(Stored records)
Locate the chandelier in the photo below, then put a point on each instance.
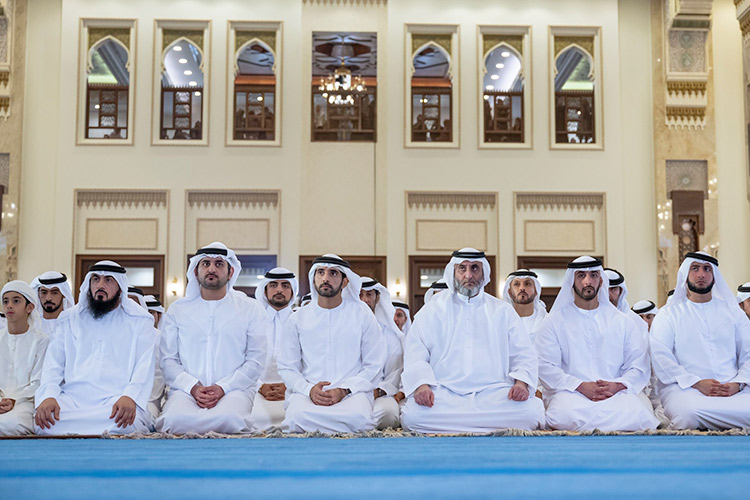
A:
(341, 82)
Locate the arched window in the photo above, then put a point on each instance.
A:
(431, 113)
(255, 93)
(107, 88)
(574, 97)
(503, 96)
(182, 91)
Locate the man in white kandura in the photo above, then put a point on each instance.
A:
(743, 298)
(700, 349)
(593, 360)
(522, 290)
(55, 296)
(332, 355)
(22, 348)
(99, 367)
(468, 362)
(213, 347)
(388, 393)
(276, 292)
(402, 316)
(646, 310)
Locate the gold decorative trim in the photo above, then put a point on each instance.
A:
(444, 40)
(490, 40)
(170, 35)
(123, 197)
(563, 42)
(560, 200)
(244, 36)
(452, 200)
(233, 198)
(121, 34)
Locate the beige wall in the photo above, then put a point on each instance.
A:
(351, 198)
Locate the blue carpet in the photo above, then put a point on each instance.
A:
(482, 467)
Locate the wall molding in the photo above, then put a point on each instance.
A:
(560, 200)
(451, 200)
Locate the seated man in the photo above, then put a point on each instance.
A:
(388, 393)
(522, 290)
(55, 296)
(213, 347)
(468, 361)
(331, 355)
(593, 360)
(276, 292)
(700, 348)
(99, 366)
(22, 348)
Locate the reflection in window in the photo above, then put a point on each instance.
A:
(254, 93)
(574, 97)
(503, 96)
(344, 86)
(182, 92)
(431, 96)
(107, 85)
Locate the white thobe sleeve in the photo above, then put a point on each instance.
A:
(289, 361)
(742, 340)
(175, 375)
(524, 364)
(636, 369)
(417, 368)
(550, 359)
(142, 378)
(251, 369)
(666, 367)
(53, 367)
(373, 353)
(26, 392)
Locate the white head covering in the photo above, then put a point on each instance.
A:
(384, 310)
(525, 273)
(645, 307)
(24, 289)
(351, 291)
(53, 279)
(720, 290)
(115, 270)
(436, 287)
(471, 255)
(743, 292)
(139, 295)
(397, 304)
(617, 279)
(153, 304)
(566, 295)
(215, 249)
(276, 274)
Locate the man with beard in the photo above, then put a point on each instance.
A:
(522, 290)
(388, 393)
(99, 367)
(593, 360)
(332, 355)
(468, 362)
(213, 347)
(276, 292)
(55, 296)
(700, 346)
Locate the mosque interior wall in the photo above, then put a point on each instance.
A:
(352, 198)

--

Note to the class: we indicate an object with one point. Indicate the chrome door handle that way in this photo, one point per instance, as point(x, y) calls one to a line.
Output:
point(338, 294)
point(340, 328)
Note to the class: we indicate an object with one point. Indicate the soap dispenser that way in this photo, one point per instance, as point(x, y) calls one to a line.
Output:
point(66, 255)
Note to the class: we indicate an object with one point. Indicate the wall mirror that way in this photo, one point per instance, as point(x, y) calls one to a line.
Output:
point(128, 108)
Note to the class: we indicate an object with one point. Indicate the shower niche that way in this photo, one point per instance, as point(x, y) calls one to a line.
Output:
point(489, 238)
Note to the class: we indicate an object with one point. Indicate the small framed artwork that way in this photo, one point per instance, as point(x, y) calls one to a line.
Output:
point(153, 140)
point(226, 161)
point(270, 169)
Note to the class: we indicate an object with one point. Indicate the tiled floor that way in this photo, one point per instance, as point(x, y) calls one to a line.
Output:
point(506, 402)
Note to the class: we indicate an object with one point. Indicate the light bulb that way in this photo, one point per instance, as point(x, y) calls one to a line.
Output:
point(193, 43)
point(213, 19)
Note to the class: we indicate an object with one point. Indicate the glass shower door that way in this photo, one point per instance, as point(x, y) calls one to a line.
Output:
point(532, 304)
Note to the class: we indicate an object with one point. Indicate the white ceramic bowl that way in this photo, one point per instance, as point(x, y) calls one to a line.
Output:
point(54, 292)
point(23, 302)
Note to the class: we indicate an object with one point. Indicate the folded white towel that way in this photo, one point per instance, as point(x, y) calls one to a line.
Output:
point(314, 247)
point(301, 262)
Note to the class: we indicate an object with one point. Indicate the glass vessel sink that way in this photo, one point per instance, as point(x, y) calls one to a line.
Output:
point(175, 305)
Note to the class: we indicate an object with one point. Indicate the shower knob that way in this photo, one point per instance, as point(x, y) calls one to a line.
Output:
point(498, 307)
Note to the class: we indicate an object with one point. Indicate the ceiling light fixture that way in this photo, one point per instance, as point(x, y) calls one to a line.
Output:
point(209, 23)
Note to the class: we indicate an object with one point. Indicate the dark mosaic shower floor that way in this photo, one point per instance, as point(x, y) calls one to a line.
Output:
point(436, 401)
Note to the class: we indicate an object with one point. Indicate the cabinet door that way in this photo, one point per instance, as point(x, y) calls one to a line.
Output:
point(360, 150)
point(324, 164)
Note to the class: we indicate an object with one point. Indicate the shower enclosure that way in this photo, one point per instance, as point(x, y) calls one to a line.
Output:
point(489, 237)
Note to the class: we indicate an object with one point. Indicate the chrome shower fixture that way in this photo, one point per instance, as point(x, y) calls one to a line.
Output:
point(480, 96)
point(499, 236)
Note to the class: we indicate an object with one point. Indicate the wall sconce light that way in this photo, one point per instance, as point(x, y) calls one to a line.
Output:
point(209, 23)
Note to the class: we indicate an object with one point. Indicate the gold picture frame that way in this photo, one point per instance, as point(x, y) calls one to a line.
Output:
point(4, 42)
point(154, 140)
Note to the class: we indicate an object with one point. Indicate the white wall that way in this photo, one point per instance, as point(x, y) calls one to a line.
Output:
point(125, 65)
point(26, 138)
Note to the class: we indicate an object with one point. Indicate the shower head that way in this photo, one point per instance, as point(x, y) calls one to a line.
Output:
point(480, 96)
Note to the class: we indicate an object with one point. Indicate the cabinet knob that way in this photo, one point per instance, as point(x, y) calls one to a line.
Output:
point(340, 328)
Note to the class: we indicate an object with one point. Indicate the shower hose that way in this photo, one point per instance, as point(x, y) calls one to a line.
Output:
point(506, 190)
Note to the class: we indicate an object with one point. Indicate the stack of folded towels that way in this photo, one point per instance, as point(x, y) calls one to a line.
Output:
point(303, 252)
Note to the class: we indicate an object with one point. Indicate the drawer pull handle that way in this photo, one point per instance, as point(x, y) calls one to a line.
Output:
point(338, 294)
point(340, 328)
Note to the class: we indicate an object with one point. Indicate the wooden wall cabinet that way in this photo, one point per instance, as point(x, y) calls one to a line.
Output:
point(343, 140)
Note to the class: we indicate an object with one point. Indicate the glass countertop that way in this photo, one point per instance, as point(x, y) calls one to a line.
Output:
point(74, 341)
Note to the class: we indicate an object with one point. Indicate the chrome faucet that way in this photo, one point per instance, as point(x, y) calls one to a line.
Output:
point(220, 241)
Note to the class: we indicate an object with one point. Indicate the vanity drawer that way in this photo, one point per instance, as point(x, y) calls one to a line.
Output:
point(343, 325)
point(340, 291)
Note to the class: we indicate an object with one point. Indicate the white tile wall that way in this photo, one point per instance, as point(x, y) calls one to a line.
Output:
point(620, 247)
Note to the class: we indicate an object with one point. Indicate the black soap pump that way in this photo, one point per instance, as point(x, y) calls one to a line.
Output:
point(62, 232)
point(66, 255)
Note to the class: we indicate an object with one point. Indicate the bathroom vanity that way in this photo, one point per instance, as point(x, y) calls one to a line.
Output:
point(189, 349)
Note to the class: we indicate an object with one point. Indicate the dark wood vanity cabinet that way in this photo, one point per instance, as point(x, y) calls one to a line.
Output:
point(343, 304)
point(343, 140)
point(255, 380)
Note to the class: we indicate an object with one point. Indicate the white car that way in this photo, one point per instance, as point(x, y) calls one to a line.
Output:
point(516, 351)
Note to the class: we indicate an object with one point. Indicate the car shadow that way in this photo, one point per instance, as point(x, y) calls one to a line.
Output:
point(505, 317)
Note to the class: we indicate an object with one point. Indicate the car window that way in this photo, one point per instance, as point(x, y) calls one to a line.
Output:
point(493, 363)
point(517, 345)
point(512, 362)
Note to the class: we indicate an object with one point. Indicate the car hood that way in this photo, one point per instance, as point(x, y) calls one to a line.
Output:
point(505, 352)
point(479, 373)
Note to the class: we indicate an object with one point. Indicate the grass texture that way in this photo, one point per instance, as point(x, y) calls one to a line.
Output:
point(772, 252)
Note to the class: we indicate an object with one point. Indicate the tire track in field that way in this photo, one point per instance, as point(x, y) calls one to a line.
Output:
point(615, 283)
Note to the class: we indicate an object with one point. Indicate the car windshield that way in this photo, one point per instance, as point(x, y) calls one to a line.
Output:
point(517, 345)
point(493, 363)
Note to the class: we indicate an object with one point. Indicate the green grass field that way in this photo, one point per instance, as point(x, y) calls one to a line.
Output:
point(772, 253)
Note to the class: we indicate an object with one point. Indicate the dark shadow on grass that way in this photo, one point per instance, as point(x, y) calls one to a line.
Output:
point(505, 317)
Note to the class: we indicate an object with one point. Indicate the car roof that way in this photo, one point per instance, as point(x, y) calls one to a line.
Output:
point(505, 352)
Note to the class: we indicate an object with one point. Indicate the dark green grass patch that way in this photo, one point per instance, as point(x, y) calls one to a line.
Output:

* * *

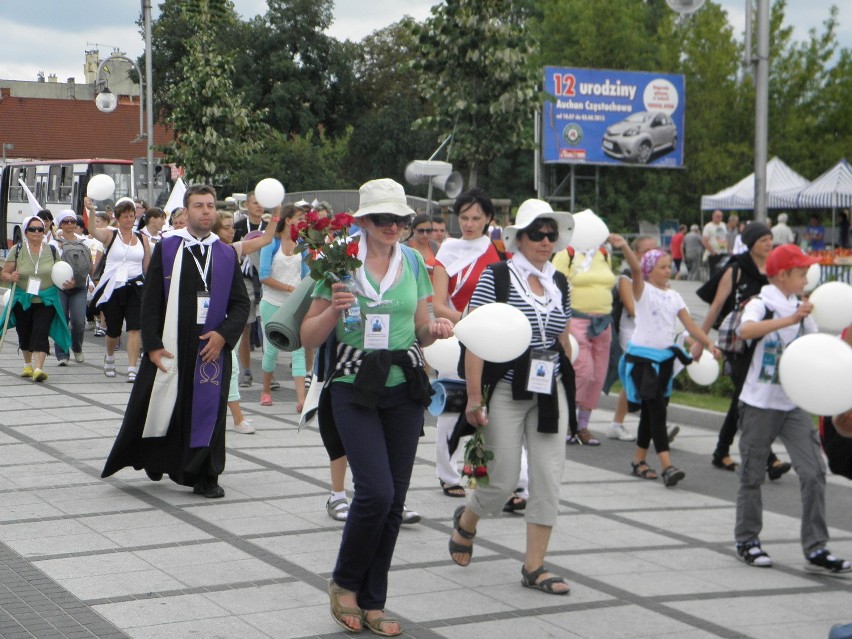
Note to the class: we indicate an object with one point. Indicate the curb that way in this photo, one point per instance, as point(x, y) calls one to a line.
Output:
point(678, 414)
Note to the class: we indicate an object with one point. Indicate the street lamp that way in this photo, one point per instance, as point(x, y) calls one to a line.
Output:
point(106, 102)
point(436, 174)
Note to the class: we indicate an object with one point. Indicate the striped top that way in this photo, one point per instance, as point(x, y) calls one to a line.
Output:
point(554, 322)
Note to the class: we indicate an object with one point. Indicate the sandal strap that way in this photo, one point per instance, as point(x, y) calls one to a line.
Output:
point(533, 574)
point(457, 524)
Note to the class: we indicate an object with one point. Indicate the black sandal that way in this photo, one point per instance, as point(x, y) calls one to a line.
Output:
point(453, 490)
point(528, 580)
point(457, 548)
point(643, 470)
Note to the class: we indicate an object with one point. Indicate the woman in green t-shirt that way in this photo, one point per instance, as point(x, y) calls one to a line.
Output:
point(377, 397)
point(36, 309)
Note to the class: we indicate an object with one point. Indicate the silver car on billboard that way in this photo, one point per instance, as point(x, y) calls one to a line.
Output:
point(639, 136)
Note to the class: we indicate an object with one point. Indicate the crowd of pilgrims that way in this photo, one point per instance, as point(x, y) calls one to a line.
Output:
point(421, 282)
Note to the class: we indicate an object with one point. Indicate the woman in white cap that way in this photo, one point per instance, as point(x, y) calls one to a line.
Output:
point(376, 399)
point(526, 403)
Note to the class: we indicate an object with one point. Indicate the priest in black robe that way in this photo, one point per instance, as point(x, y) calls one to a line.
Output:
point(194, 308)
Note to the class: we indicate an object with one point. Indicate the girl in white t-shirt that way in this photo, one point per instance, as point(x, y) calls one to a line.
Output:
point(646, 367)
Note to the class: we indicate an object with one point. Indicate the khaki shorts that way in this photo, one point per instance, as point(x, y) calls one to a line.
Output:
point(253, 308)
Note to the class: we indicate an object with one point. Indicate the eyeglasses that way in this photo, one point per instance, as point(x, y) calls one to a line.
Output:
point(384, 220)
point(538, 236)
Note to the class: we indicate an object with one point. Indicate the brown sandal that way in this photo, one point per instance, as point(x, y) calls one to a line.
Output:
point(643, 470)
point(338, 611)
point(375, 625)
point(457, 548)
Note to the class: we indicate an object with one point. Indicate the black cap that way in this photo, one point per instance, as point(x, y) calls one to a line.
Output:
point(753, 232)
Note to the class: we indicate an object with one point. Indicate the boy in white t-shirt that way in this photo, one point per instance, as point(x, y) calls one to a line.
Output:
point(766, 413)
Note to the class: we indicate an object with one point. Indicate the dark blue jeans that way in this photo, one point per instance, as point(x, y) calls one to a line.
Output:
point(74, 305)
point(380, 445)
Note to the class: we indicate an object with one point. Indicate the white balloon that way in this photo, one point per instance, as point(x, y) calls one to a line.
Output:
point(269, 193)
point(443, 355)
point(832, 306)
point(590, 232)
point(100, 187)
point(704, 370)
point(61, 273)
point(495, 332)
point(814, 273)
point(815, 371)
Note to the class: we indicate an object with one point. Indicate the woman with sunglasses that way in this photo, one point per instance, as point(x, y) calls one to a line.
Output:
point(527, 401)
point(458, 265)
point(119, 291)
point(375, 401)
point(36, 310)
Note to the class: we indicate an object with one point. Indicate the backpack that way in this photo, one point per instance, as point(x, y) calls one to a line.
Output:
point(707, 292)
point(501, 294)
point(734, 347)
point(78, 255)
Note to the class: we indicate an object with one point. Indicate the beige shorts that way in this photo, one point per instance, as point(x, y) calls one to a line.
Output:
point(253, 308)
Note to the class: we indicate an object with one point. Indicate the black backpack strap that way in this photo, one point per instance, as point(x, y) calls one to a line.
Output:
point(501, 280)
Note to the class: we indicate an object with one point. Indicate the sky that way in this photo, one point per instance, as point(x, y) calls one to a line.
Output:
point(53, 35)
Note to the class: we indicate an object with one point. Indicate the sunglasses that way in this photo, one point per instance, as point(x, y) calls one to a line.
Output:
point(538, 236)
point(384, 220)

◆ Goal of the exercise
Only the lines that contain the string "field" should be copied from the entries above.

◆ Written answer
Note to the class: we indicate an object with one point. Indicate the tire track in field that way in this photo, one point per instance, as point(x, y) calls one to a line.
Note to the class: we indicate an object with one point. Indicate the green grass field that way in this photo, one point per instance, as point(x, y) calls one to a line.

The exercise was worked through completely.